PROBLEM DESCRIPTION
Repeat exactly the line that includes "x=530, y=417" and all lines after it, ending with the last line of the listing below.

■ ■ ■ ■ ■

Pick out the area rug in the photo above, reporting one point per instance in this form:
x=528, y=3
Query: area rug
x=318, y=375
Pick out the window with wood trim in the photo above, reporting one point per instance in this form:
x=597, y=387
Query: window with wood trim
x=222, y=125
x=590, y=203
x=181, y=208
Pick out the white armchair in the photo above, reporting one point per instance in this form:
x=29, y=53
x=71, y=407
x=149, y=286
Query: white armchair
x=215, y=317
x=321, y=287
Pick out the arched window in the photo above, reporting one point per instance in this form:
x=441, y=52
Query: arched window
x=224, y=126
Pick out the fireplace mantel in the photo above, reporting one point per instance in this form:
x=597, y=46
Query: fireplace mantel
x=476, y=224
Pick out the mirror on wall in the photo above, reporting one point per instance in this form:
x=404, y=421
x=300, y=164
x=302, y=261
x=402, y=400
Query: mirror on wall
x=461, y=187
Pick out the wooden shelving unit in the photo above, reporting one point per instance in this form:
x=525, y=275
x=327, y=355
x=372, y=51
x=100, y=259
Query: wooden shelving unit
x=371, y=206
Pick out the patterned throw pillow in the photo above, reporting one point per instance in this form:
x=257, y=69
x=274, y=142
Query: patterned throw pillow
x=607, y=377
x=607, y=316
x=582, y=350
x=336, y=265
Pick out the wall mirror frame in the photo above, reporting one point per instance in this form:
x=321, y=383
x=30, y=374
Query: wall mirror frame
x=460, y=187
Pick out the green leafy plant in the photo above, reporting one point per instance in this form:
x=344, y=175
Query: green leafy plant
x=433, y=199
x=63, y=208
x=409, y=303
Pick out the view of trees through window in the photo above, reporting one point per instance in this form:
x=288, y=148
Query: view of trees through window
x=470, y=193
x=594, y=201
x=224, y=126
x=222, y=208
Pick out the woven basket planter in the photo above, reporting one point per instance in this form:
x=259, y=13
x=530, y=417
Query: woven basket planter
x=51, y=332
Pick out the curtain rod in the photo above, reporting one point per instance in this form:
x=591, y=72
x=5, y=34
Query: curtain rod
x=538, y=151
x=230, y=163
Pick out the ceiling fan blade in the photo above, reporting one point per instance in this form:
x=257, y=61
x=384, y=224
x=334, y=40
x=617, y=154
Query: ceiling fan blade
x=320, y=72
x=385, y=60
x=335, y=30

■ ■ ■ ■ ■

EXERCISE RESPONSE
x=530, y=417
Query: woven basket planter
x=51, y=332
Pick out the curtain rod in the photo above, reporting one point per instance in this form:
x=591, y=72
x=5, y=34
Query: curtain rod
x=538, y=151
x=230, y=163
Pick out the ceiling fan blade in the photo above, reporting one point per instance in this form:
x=257, y=61
x=384, y=224
x=334, y=40
x=617, y=154
Query: ceiling fan blade
x=320, y=72
x=385, y=60
x=335, y=30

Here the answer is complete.